▸ **Using the information**
#1 Using the news article, decide whether each statement agrees with it: (a) Matthew Dean leads Salisbury city council. (b) Mr Corbyn's office got in touch with the city council about the visit. (c) Dawn Sturgess was 44 years old. For each, give yes or no and quote the words of the news article that settle it.
#2 According to the news article, on what date did Mr Corbyn stay the night in the city?
#3 Print the part of the news article from "The Labour leader yesterday" up to and including "the city council.".

▸ **Document passage**
Jeremy Corbyn under fire from Salisbury council leader after ‘private’ visit in wake of Novichok attack
4 min read
Jeremy Corbyn has come under fire from the leader of Salisbury council for making a ‘private visit’ to the town following the Novichok nerve agent attack.
The leader of Salisbury city council, Matthew Dean, said he was “very surprised” to hear that Mr Corbyn had conducted a private visit to the city in the wake of the poisonings in the town.
The Labour leader yesterday revealed that he had been to the area after two Russian intelligence agents carried out the attack that saw former spy Sergei Skripal and his daughter Yulia hospitalised on British soil earlier this year.
A later poisoning by the same nerve agent caused the death for 44-year-old Dawn Sturgess and left her partner Charlie Rowley fighting for his life.
Mr Dean, the Tory council chief, slammed the Labour leader for the private visit, saying that Mr Corbyn’s office had made no contact at all with the city council.
“If he did visit, I’m sad that we didn’t have the opportunity to explain what we’ve been doing to recover from this terrible incident”, he said.
“We would have liked the opportunity for our officer to have briefed him and possibly to have arranged for him to meet residents, businesses and agencies involved. As the leader of the opposition I would have liked him to come.”
A Labour source said that Mr Corbyn had stayed the night in the city on the 21st of July and that he had “met local people and listened to them speak about how the town had been affected by the awful attack”.

▸ **Given records**
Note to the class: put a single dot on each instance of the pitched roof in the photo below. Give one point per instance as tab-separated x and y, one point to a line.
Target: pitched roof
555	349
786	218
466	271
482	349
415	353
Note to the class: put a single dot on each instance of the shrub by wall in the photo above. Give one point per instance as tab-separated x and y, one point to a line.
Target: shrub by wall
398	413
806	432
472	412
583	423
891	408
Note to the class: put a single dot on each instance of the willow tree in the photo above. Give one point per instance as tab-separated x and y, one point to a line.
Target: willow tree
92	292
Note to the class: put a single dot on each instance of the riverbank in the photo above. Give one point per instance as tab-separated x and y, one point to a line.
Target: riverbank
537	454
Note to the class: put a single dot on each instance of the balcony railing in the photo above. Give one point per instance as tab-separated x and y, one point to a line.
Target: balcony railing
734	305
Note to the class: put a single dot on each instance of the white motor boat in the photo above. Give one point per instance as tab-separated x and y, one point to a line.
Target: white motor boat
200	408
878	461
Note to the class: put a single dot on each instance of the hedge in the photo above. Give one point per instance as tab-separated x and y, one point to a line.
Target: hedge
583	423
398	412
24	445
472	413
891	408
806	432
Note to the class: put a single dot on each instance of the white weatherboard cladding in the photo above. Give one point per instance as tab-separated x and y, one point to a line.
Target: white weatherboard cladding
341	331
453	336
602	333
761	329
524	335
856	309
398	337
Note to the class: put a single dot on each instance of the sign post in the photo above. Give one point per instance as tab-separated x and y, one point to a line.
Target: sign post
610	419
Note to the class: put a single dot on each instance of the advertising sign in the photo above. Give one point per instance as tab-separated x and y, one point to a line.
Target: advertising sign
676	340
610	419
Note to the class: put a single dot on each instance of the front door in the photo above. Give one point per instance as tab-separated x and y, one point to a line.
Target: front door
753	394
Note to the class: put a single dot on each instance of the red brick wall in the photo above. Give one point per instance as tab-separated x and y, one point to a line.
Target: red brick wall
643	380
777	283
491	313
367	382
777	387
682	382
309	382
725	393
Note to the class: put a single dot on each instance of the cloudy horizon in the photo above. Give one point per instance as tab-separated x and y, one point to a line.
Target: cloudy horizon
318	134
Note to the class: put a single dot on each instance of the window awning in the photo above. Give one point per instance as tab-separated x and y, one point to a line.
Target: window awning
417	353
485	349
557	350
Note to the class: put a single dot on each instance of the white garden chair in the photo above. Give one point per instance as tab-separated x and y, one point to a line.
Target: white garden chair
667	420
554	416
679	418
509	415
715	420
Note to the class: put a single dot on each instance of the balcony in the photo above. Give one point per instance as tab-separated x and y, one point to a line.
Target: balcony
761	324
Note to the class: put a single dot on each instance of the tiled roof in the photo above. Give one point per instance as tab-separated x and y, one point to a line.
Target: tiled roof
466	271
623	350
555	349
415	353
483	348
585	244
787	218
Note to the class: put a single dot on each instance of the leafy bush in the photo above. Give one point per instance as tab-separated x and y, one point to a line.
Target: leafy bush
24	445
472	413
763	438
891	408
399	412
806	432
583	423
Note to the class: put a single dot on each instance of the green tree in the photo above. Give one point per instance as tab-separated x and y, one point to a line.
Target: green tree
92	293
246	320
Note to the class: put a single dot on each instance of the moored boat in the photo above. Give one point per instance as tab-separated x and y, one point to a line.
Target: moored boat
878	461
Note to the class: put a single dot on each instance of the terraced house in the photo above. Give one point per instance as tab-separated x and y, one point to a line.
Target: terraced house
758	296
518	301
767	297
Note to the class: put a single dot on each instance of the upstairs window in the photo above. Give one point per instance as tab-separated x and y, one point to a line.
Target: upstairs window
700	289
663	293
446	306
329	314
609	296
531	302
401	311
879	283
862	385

▸ **Exercise results**
#1
(a) Yes: "The leader of Salisbury city council, Matthew Dean"
(b) No: "Mr Corbyn’s office had made no contact at all with the city council"
(c) Yes: "44-year-old Dawn Sturgess"

#2 The 21st of July.

#3
The Labour leader yesterday revealed that he had been to the area after two Russian intelligence agents carried out the attack that saw former spy Sergei Skripal and his daughter Yulia hospitalised on British soil earlier this year.
A later poisoning by the same nerve agent caused the death for 44-year-old Dawn Sturgess and left her partner Charlie Rowley fighting for his life.
Mr Dean, the Tory council chief, slammed the Labour leader for the private visit, saying that Mr Corbyn’s office had made no contact at all with the city council.